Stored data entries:
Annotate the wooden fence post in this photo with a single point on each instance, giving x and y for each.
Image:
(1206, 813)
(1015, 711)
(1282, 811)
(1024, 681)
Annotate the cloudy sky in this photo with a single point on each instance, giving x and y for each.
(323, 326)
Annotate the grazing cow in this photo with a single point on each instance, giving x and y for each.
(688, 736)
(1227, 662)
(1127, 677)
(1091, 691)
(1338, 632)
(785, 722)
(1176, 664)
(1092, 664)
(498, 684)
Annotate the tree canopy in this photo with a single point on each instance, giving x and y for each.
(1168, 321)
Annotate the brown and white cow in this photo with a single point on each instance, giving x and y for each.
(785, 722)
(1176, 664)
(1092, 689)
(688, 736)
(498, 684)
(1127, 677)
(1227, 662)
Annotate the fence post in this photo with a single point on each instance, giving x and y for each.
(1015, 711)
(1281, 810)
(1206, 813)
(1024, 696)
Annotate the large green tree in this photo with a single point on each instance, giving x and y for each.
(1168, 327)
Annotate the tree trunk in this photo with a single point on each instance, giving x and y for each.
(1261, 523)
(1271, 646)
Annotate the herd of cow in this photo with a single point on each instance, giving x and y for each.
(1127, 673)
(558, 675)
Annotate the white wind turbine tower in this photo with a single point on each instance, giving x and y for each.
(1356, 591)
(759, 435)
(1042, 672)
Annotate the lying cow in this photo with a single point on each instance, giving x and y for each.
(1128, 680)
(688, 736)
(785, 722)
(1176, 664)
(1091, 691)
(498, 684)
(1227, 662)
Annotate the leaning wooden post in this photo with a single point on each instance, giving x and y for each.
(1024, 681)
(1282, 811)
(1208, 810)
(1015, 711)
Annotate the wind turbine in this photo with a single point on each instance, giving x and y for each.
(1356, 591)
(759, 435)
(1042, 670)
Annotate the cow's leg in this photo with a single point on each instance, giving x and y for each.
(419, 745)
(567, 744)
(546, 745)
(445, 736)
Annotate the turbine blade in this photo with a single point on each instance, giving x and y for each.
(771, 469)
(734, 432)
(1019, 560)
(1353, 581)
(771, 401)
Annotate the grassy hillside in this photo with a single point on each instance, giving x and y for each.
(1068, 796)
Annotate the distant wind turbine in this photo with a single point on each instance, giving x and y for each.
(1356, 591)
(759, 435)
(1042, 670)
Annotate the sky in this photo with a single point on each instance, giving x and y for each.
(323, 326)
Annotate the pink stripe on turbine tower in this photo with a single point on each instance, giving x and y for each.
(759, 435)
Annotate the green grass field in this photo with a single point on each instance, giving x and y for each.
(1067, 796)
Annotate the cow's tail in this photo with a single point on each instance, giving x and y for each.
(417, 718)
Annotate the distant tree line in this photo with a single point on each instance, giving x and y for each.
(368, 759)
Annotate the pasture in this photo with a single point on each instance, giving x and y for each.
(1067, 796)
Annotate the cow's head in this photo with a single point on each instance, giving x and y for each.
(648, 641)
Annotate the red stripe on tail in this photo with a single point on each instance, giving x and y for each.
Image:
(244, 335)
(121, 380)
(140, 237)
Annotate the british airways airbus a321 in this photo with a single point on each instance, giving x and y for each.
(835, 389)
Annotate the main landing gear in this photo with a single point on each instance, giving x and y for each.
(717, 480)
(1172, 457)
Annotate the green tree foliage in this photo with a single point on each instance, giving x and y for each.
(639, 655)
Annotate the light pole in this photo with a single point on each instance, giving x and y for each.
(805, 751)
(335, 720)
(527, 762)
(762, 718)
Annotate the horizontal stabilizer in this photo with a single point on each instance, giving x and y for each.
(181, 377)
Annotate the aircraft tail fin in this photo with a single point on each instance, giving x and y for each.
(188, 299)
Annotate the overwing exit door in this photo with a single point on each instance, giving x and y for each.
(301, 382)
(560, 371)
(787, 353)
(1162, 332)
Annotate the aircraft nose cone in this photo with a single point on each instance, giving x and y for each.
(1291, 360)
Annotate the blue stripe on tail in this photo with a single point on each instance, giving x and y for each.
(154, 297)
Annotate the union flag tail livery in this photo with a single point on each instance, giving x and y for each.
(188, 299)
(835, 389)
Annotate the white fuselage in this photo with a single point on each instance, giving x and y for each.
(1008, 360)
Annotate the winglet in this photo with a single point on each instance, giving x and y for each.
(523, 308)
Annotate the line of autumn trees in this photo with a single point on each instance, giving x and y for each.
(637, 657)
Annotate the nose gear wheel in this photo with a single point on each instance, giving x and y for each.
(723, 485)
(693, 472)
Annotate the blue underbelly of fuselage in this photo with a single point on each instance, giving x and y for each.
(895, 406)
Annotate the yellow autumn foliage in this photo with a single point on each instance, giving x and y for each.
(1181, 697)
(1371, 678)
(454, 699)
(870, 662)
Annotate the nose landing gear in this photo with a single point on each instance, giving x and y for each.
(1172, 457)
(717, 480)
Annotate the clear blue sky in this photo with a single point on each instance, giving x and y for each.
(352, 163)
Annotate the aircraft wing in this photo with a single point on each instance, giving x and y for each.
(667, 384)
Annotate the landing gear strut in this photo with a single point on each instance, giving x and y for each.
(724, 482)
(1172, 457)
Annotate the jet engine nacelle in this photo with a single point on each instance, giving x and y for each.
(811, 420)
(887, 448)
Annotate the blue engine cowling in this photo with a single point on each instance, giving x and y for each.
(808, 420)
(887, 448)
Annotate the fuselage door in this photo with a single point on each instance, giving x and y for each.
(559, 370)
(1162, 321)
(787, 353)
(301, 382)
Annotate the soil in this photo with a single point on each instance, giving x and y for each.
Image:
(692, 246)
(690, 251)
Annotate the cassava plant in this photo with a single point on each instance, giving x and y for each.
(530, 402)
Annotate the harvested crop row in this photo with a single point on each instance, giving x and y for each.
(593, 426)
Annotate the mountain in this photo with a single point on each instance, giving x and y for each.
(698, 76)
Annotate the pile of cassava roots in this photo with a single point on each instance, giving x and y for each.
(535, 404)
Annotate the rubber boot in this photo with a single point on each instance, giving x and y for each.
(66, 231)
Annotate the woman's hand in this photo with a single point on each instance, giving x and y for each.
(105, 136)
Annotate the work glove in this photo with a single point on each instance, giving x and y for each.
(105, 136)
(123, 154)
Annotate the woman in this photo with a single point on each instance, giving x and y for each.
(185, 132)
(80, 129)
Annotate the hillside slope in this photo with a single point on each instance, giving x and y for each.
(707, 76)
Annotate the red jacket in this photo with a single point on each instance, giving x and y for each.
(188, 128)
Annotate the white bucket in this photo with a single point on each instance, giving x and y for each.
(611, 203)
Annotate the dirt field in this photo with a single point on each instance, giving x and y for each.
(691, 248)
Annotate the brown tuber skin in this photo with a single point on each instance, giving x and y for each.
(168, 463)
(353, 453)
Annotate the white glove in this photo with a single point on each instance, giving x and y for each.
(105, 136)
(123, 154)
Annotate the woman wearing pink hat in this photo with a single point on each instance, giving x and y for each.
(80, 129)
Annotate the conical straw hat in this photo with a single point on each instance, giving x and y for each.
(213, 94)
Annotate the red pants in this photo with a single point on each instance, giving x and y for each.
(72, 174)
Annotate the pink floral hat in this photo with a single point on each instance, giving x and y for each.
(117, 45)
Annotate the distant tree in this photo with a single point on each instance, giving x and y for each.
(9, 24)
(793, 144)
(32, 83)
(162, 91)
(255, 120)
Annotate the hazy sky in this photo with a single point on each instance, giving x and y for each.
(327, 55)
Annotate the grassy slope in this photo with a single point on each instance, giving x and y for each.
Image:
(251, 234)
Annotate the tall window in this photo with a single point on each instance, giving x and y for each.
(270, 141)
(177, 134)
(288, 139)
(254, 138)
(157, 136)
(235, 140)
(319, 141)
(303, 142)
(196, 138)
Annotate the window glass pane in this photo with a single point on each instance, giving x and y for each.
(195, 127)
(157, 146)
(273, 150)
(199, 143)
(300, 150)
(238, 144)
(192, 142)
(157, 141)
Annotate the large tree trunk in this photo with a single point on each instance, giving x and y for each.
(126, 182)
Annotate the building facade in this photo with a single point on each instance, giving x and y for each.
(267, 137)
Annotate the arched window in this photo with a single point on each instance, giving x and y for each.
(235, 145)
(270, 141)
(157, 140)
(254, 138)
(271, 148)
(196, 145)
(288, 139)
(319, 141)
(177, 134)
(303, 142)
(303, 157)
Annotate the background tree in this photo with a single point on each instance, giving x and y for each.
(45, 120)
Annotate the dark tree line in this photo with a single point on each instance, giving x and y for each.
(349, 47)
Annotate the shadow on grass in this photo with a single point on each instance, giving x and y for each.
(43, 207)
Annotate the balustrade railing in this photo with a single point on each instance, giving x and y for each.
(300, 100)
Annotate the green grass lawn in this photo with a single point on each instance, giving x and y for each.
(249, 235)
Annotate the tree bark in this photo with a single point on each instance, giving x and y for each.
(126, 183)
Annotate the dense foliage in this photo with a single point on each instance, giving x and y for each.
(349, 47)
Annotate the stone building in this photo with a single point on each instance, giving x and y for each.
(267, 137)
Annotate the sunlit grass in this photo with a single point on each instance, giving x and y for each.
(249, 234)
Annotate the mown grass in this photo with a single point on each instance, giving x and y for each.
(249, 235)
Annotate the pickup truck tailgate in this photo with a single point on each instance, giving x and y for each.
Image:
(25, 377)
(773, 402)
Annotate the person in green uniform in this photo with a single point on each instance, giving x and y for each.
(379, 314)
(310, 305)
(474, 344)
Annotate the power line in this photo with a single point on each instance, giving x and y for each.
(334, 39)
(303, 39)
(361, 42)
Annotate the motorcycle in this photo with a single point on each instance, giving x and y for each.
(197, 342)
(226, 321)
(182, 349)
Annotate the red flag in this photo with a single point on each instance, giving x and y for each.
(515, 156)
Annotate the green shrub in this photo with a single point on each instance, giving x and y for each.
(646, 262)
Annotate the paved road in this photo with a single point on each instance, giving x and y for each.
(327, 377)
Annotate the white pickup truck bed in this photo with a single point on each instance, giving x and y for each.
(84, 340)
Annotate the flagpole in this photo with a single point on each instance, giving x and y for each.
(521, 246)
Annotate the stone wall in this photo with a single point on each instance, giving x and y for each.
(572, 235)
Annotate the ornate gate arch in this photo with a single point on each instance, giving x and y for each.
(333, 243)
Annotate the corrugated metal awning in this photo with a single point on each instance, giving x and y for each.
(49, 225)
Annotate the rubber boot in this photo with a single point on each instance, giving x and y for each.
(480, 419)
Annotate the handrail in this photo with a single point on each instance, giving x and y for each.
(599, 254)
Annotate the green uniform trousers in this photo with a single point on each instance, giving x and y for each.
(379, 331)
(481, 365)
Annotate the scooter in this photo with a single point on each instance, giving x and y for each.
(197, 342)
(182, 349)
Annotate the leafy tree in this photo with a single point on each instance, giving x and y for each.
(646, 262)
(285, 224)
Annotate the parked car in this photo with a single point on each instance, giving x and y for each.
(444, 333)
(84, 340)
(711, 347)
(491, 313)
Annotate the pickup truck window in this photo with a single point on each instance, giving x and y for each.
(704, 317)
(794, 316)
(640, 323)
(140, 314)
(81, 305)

#### Task statement:
Repeat exactly the lines above from the line that contains "Annotate the handrail" through the end. Include both of these ends; leave out everything else.

#### Full response:
Annotate the handrail in this photo with a single point on each instance, giving x and y for each.
(599, 254)
Annotate the green uniform trousers in this photo with a single point on each instance, giving x and y for each.
(379, 331)
(481, 365)
Annotate the scooter in this photo with a single point on each instance, giving x and y for each.
(197, 342)
(182, 349)
Annotate the leafy tree in this photo with a single point on each instance, giving x and y for each.
(646, 262)
(285, 224)
Annotate the parked car in this photo with a single point on each instance, giving x and y for each.
(444, 333)
(84, 340)
(711, 347)
(491, 313)
Annotate the pickup truck window in this photo with a single point on each instance, giving x and y for each.
(704, 317)
(794, 316)
(640, 323)
(140, 314)
(81, 305)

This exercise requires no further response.